WHAT IS EXPECTED >>
Change "Give one point per instance" to "Mark each instance with a single point" throughout the data below and leave every other word as it is. Omit the pictures from your answer.

MATERIAL FOR THIS TASK >>
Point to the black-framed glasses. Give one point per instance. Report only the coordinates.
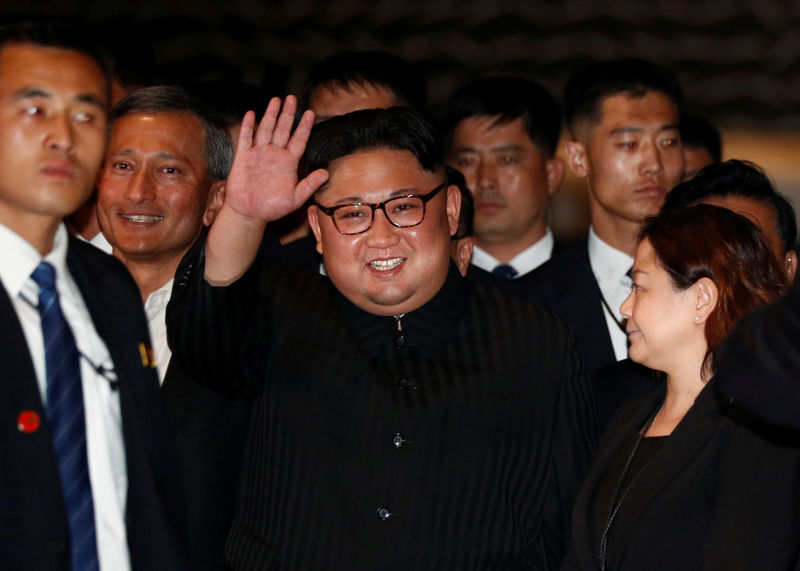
(401, 211)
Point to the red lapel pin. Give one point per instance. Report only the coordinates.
(28, 421)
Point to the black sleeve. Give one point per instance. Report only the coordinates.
(218, 335)
(759, 364)
(576, 430)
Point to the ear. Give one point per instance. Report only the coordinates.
(313, 222)
(555, 174)
(453, 207)
(216, 197)
(705, 298)
(790, 265)
(577, 158)
(461, 252)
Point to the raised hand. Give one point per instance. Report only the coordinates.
(263, 183)
(262, 187)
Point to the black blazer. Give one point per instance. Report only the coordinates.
(33, 524)
(471, 427)
(721, 493)
(760, 361)
(567, 285)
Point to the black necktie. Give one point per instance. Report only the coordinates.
(65, 417)
(505, 271)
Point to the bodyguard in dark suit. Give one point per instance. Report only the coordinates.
(404, 417)
(85, 481)
(502, 134)
(623, 121)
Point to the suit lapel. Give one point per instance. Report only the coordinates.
(582, 305)
(689, 437)
(609, 447)
(30, 449)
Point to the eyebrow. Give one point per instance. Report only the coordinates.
(496, 149)
(625, 130)
(393, 194)
(31, 92)
(132, 150)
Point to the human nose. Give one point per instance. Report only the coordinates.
(60, 134)
(627, 305)
(382, 233)
(652, 162)
(485, 175)
(140, 189)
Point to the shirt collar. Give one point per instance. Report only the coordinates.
(157, 300)
(526, 261)
(19, 258)
(609, 265)
(427, 328)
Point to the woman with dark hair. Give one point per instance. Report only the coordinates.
(683, 478)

TASK OUTPUT >>
Point to the black-framed glasses. Mark each instance with a single point. Report only the coordinates.
(401, 211)
Point to the red lapel pin. Mark each instance with a single point. Report only the coordinates.
(28, 421)
Point to the black sleeve. Mark each instance with a single point. Report only the coordinates.
(218, 335)
(759, 364)
(576, 430)
Point to the ear. Mark each instance with a single point. Report only the coordinates.
(313, 222)
(555, 174)
(453, 207)
(216, 197)
(705, 298)
(790, 265)
(577, 158)
(461, 252)
Point to the raised hand. Mark each instance with a single point. Report only the coordinates.
(263, 183)
(262, 187)
Point to the black blazer. Mark each instance with a single point. Report only the coordinates.
(33, 524)
(471, 427)
(721, 493)
(760, 361)
(567, 285)
Point to the black necktie. Mark each instance with a single point. Report only the coordinates.
(65, 417)
(505, 271)
Point to the bodyguard in dark suit. Mark each instance with a single point. Report only the coordinates.
(404, 417)
(85, 481)
(502, 134)
(623, 121)
Point to the suit lapel. Mark each instance with a single point. Report only the coordinates.
(582, 305)
(689, 437)
(609, 447)
(30, 449)
Point to the eyebrow. Mark each instance with a single point. Report only the coordinates.
(496, 149)
(625, 130)
(393, 194)
(31, 92)
(132, 150)
Point to the human nose. Mark each instance with a single point. Report only the coordinates.
(60, 134)
(627, 305)
(382, 233)
(652, 162)
(485, 175)
(140, 189)
Point to the shirt collar. Mark each instance with a single point. Report only the coordinates.
(157, 300)
(526, 261)
(19, 258)
(609, 265)
(427, 328)
Point to the woman with dark hair. Mark each instance with a single point. Report only the coordinates.
(683, 478)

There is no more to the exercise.